## PROBLEM TO SOLVE
Every line of the data below should be repeated exactly, and no picture should be copied.

## SUPPLIED ENTRIES
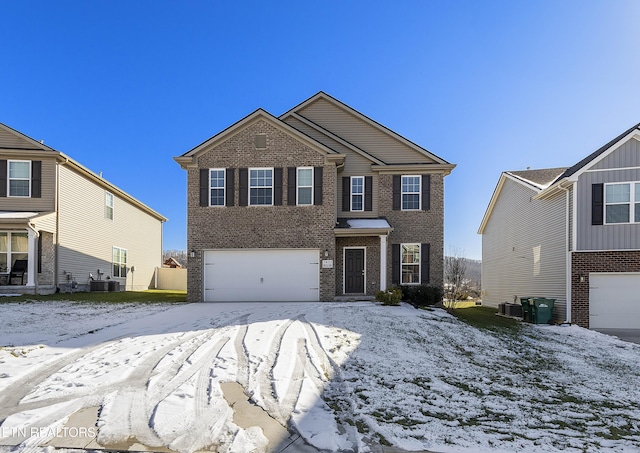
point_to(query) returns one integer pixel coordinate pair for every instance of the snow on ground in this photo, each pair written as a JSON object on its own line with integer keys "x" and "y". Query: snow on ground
{"x": 342, "y": 375}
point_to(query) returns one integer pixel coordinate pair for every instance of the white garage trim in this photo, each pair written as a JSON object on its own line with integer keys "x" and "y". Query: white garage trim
{"x": 261, "y": 275}
{"x": 614, "y": 300}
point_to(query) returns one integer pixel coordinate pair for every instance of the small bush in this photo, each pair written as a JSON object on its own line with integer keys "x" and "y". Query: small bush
{"x": 423, "y": 295}
{"x": 390, "y": 296}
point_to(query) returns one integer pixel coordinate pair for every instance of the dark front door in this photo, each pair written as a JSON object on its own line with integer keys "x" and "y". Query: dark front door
{"x": 354, "y": 271}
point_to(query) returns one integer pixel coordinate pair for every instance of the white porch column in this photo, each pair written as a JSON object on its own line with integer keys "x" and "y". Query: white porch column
{"x": 31, "y": 265}
{"x": 383, "y": 262}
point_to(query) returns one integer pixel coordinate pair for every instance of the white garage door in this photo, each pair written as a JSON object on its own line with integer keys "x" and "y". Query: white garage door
{"x": 261, "y": 275}
{"x": 614, "y": 301}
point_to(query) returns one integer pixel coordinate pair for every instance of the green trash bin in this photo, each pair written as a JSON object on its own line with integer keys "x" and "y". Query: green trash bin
{"x": 542, "y": 310}
{"x": 526, "y": 309}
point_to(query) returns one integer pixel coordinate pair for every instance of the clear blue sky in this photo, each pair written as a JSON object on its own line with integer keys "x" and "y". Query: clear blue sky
{"x": 124, "y": 86}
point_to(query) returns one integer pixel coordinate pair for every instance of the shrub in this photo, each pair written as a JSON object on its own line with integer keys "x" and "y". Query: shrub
{"x": 423, "y": 295}
{"x": 390, "y": 296}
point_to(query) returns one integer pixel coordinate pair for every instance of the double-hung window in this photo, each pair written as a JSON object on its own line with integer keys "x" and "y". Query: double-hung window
{"x": 217, "y": 187}
{"x": 108, "y": 205}
{"x": 19, "y": 178}
{"x": 261, "y": 186}
{"x": 305, "y": 186}
{"x": 411, "y": 192}
{"x": 357, "y": 193}
{"x": 119, "y": 262}
{"x": 410, "y": 263}
{"x": 622, "y": 202}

## WRITTEN SOLUTION
point_to(query) returns one integer pixel coordinate pair for every instance of the snow on ground in this photo, each pair written as a JSON object on its own line with integer keys "x" and "y". Query: snow on ground
{"x": 342, "y": 375}
point_to(query) returns one integer pixel coordinate pair for every instance of the white garage trim in this photo, each pair written as a JSON object on its own line with integer keys "x" and "y". Query: white garage trim
{"x": 261, "y": 275}
{"x": 614, "y": 300}
point_to(query) returns one integer pixel coordinate pair for every instance of the small bush in this photo, each pair written as a JSON object on its own line with integer keys "x" and "y". Query: small bush
{"x": 423, "y": 295}
{"x": 390, "y": 296}
point_to(query) returns one integer pixel coordinate pair for every instance of the dark front door in this photo, each pair written as a JSON object on its own line with integer keys "x" and "y". Query: dark front door
{"x": 354, "y": 271}
point_to(query) returns one integer pixel coordinate pair for every instance of the white porch column in this photo, each pair written as a JSON object on its own line with integer keys "x" and "y". Query: white porch column
{"x": 31, "y": 265}
{"x": 383, "y": 262}
point_to(query) returns one integer pixel coordinate pair for every instance of the white garage door in this photo, each pair written as a JSON object on its own line with integer keys "x" and "y". Query: white garage door
{"x": 261, "y": 275}
{"x": 614, "y": 301}
point_to(query) returns one integer pixel coordinate pair for every instance of the green trash bin in this photo, each pair written as a JSON object on its own line with integer keys "x" and "y". Query: green trash bin
{"x": 542, "y": 310}
{"x": 526, "y": 309}
point_to(query) returns one integer pixel coordinate pair for every instance of the clear blue sky in this photo, each pair written as a JSON object on its own line with integer keys "x" and "y". Query: clear blue sky
{"x": 124, "y": 86}
point_to(query) returns one integer pixel coordinate pair for every instance of the shrub in this photo, each pair written as a JSON object on its own line with integer keys "x" and "y". Query: shrub
{"x": 423, "y": 295}
{"x": 390, "y": 296}
point_to(query) returns one integer pixel coordinate pair for every instance of the double-hung window in this photo, each pair written as a JSON object on its own line with integer keys "x" and "y". Query: double-hung window
{"x": 217, "y": 187}
{"x": 108, "y": 205}
{"x": 19, "y": 178}
{"x": 261, "y": 186}
{"x": 305, "y": 186}
{"x": 411, "y": 192}
{"x": 357, "y": 193}
{"x": 119, "y": 262}
{"x": 410, "y": 263}
{"x": 622, "y": 202}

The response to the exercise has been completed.